What You Should Know About DUI Vehicular Homicide

DUI vehicular homicide results when a person dies due to gross negligence or drunk driving, as well as fleeing the scene of an accident where a person dies. The victim may be a passenger in the vehicle with the offender or a person outside of the vehicle, such as another motorist, cyclist, or pedestrian.

What is Vehicular Homicide?

If a person dies in a vehicle accident and the at-fault driver is impaired or grossly negligent, the driver can be charged with vehicular homicide. Minnesota law defines six levels of criminal vehicular homicide, and all but one constitute a felony offense that carries steep fines and jail time. Although all six levels may have different circumstances that influence penalties, they all have the common factor, causing harm to another person while operating a motor vehicle. Levels are based on the severity of injuries caused:

  • Criminal vehicular homicide – causing death, but not constituting murder or manslaughter. This a felony offense punishable by a $20,000 fine and/or 10 years in prison.
  • Great bodily harm – causing serious, permanent injury. This is a felony offense punishable by a $10,000 fine and/or 5 years in prison.
  • Substantial bodily harm – causing significant, temporary injury. This is a felony offense, punishable by a $10,000 fine and/or 3 years in prison.
  • Bodily harm – causing injury or pain. This a gross misdemeanor offense, punishable by a $3,000 fine and/or one year in prison.
  • Harm to a child – causing injury or death to an unborn child is also a felony offense.

In Minnesota, criminal vehicular homicide is a felony. Gross negligence can be charged as a gross misdemeanor or a felony offense, depending on the severity of the victim’s injuries. “Gross negligence” refers to extremely negligent actions or acting without care or concern about the risk of causing harm to others. In such cases, the driver is usually completely oblivious of his/her actions and what harm may result from them. If a person is charged with gross negligence, he/she may face prison time for each person killed in the accident.

Sentences and punishments for DUI vehicular homicide vary, often dependent on which DWI attorney is representing the defendant. In some cases, a motorist may be convicted of vehicular manslaughter for causing a fatal collision and leaving the scene, which is a violation of Minnesota hit-and-run laws. Although not as common, a driver may be charged with manslaughter resulting from the operation of a vehicle. The two classifications of manslaughter include first-degree manslaughter (voluntary) and second-degree manslaughter (involuntary). First-degree manslaughter requires proof of intent to cause death and is a 15-year felony. Second-degree manslaughter is similar to criminal vehicular homicide, a ten-year felony, but requires culpable negligence, a higher standard of proof.

Minnesota DWI Laws

Under Minnesota DWI laws, it is a crime to operate, drive, or be in physical control of a motor vehicle under the following conditions:

  • Under the influence of alcohol, controlled substances, or any intoxicating substances when the person knows or has reason to know, that the substance can cause impairment
  • Having a blood alcohol level of .08 or more at the time of the accident or within two hours afterward
  • Having a blood alcohol level of .04 or more at the time of the accident or within two hours afterward, if driving a commercial motor vehicle
  • Having any amount of a Schedule I or Schedule II controlled substance, other than marijuana in the body

Charges for DWI include being physically in control of a motor vehicle while intoxicated, even if the person charged with the crime is not driving. For example, an intoxicated person found in the driver’s seat of a car and holding the car keys can be charged with a DWI, even if the vehicle is parked. That person is considered to be in control of the vehicle.

> PROVIDED DATA:
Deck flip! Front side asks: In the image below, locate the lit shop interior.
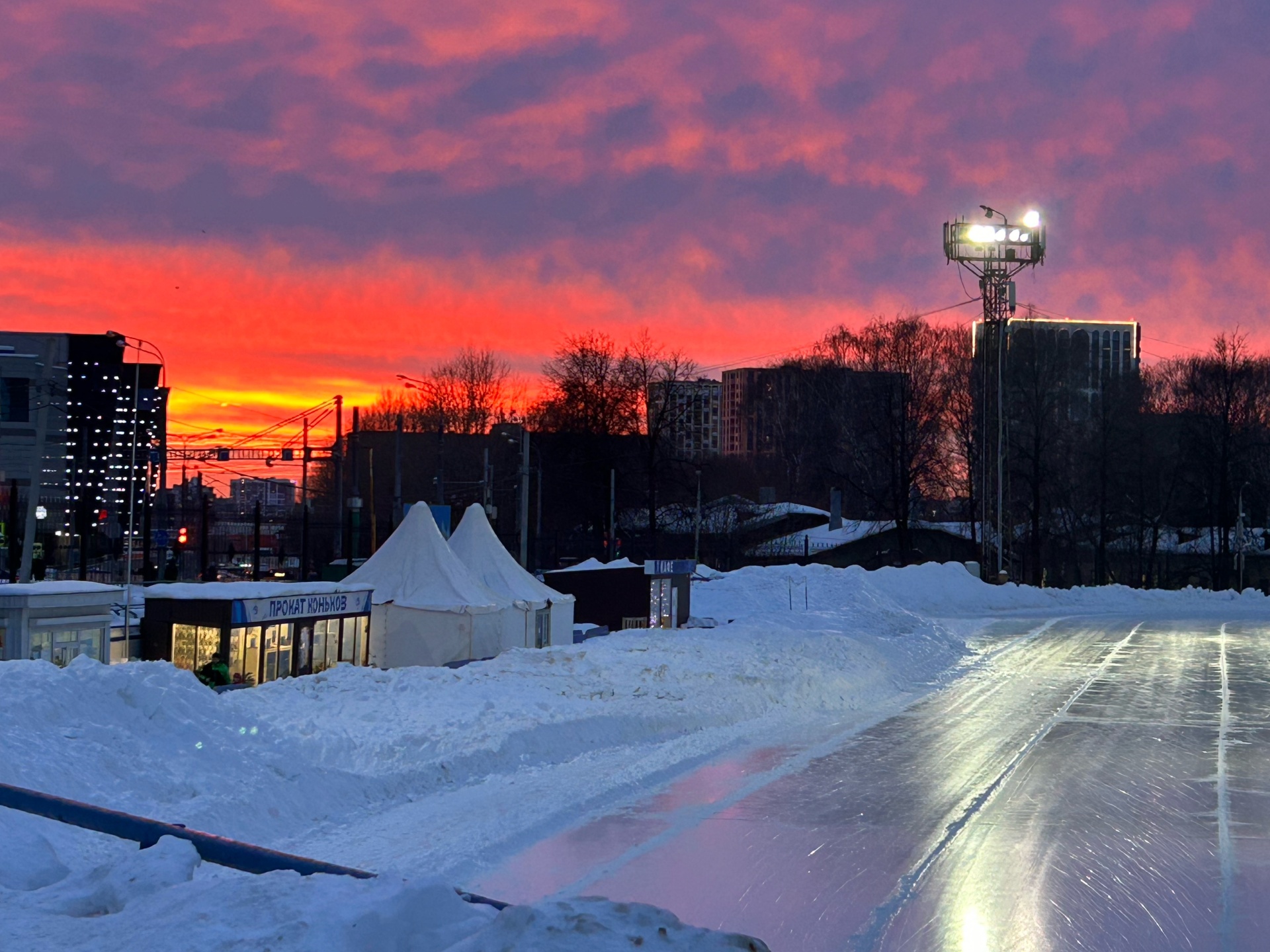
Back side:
[141,582,371,686]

> SHORT PROBLEM 1: Edit the DUI vehicular homicide article between "If a person dies" and "10 years in prison.", inclusive, so that "vehicle accident" becomes "traffic crash".
> SHORT PROBLEM 2: Put this sentence from the DUI vehicular homicide article into Spanish: "That person is considered to be in control of the vehicle."
> SHORT PROBLEM 3: Extend the DUI vehicular homicide article with new writing that follows on from its last paragraph.

> RIGHT ANSWER 1:
If a person dies in a traffic crash and the at-fault driver is impaired or grossly negligent, the driver can be charged with vehicular homicide. Minnesota law defines six levels of criminal vehicular homicide, and all but one constitute a felony offense that carries steep fines and jail time. Although all six levels may have different circumstances that influence penalties, they all have the common factor, causing harm to another person while operating a motor vehicle. Levels are based on the severity of injuries caused:

  • Criminal vehicular homicide – causing death, but not constituting murder or manslaughter. This a felony offense punishable by a $20,000 fine and/or 10 years in prison.

> RIGHT ANSWER 2: Se considera que esa persona tiene el control del vehículo.

> RIGHT ANSWER 3:
Minnesota DWI laws also apply to the operation of recreational vehicles including motorboats, snowmobiles, off-road vehicles, off-highway motorcycles, and all-terrain vehicles. If a person dies in an accident involving one of these vehicles while the driver is intoxicated or grossly negligent, he/she may be charged with vehicular homicide.

In Minnesota, drunk driving causes approximately one-quarter of all traffic deaths. In 2015, drunk driving accounted for 23 percent of the state’s traffic fatalities. Drunk driving is also the most common reason for vehicular homicide cases. When charged and convicted of DUI vehicular homicide, a person’s life as he/she knows it will change significantly. In addition to steep fines, loss of driving privileges, and prison time, the offender will have a felony criminal record which may impact future employment, housing, and finances. Although many juries and judges are not sympathetic to a drunk driver who causes another person’s death, a DUI attorney may help reduce the penalties for vehicular homicide by proving an illegal police stop, an illegally administered sobriety test, or another person’s responsibility for the accident.

Max Keller has won countless jury trial cases involving misdemeanors and felonies, sex crimes, and DWI’s. He is a member of the Minnesota Society for Criminal Justice, which only allows the top 50 criminal defense attorneys in the state as members. Max is a frequent speaker at CLE’s and is often asked for advice by other defense attorneys across Minnesota.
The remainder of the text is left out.